____ DATA TO EXAMINE
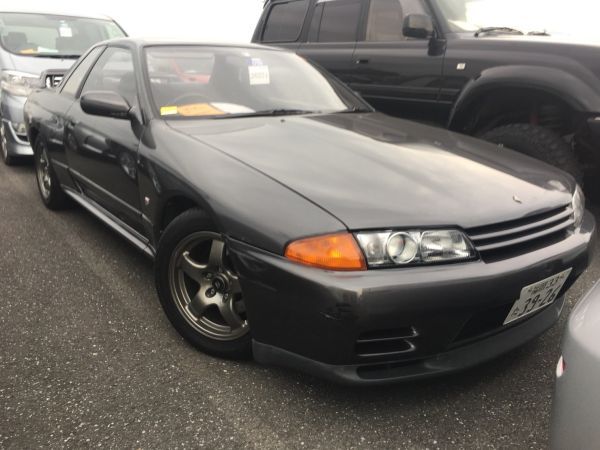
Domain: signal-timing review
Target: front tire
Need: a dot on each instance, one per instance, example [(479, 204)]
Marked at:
[(199, 289), (539, 143), (48, 184)]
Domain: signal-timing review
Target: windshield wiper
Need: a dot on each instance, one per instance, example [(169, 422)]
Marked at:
[(268, 113), (355, 109), (503, 30)]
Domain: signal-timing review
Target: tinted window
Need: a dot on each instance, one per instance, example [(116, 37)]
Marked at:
[(45, 34), (114, 72), (386, 18), (285, 21), (338, 21), (223, 82), (74, 81)]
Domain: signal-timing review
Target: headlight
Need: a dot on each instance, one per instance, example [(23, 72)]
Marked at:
[(19, 84), (578, 205), (383, 249)]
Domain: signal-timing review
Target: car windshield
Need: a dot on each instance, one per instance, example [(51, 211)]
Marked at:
[(53, 36), (225, 82), (531, 16)]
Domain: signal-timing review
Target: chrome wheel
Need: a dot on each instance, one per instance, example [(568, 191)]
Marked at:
[(205, 289), (42, 169)]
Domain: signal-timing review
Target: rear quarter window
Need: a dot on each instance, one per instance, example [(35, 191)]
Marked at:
[(284, 22)]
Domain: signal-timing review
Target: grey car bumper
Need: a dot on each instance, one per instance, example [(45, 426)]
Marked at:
[(12, 113)]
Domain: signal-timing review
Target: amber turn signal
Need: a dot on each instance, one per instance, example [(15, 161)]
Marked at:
[(331, 252)]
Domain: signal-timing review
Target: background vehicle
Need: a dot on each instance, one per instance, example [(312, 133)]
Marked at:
[(31, 43), (289, 219), (577, 399), (440, 62)]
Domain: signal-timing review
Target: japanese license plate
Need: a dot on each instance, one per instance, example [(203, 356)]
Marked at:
[(537, 296)]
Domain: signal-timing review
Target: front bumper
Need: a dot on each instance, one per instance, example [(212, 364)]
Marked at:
[(12, 112), (389, 325)]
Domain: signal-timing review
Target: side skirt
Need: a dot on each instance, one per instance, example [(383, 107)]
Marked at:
[(113, 222)]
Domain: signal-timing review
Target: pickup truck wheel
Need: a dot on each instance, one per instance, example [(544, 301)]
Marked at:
[(48, 184), (199, 289), (539, 143)]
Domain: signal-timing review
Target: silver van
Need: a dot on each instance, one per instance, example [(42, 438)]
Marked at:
[(33, 43)]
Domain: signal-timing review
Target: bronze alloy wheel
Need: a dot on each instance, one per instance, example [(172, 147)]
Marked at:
[(204, 288)]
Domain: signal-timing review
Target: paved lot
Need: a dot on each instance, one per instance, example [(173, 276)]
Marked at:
[(88, 359)]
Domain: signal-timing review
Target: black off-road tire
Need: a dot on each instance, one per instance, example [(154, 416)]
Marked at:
[(190, 225), (48, 183), (539, 143)]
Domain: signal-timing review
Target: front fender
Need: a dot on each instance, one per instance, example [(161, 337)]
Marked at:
[(575, 92)]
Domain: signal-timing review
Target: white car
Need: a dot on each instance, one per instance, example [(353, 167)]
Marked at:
[(576, 415)]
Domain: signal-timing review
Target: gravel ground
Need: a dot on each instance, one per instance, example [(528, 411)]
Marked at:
[(87, 359)]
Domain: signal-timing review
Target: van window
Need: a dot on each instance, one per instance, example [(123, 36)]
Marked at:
[(335, 21), (285, 21), (386, 19), (50, 35)]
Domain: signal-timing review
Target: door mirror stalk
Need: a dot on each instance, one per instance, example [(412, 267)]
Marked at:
[(105, 104)]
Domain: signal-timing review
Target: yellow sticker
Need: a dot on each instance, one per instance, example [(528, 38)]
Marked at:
[(168, 111), (199, 109)]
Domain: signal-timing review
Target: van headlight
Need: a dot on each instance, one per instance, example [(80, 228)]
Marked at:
[(578, 205), (19, 84), (415, 247)]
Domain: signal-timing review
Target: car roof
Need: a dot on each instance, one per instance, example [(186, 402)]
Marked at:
[(147, 42), (55, 13)]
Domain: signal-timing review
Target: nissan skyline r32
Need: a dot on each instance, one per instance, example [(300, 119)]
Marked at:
[(291, 222)]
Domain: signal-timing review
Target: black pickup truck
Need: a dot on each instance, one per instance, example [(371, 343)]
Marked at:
[(428, 60)]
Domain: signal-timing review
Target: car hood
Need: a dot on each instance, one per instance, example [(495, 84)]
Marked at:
[(373, 171)]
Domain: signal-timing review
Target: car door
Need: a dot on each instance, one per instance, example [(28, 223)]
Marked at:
[(398, 75), (102, 151), (331, 36)]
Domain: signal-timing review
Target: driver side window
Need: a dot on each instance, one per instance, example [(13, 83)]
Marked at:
[(114, 72)]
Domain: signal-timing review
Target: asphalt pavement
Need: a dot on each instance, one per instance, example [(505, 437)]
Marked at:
[(87, 359)]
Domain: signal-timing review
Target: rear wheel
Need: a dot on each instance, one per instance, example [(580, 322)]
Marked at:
[(199, 289), (539, 143), (50, 191)]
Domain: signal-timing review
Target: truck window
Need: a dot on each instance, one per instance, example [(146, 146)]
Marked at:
[(386, 17), (285, 21), (335, 21)]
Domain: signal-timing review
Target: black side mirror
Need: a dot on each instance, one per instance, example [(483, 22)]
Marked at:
[(106, 104), (52, 78), (418, 26)]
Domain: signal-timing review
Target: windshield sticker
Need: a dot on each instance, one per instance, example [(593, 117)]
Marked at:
________
The string "black" may appear on lines of the data above; give the number of those lines and nothing more.

_SOLUTION TO THIS TASK_
3